- _Data for this exercise_
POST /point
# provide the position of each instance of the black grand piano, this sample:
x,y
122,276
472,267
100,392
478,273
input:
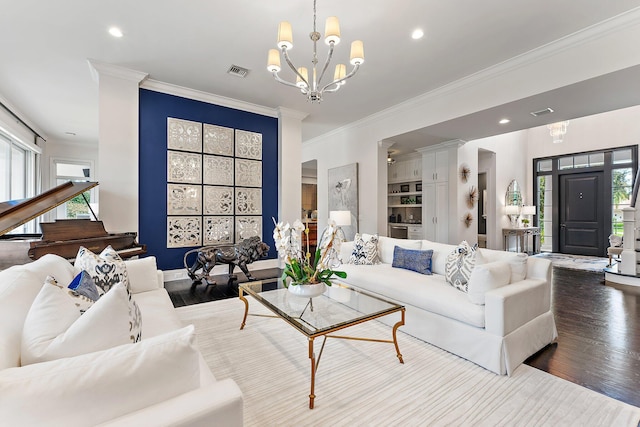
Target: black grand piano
x,y
62,237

- _Task description_
Every record, from top to bottom, gets written out exactly; no picture goes into the copy.

- _Result for this task_
POST /point
# provide the position of each instance of the black grand piano, this sample:
x,y
122,276
472,267
100,392
478,273
input:
Target: black grand piano
x,y
62,237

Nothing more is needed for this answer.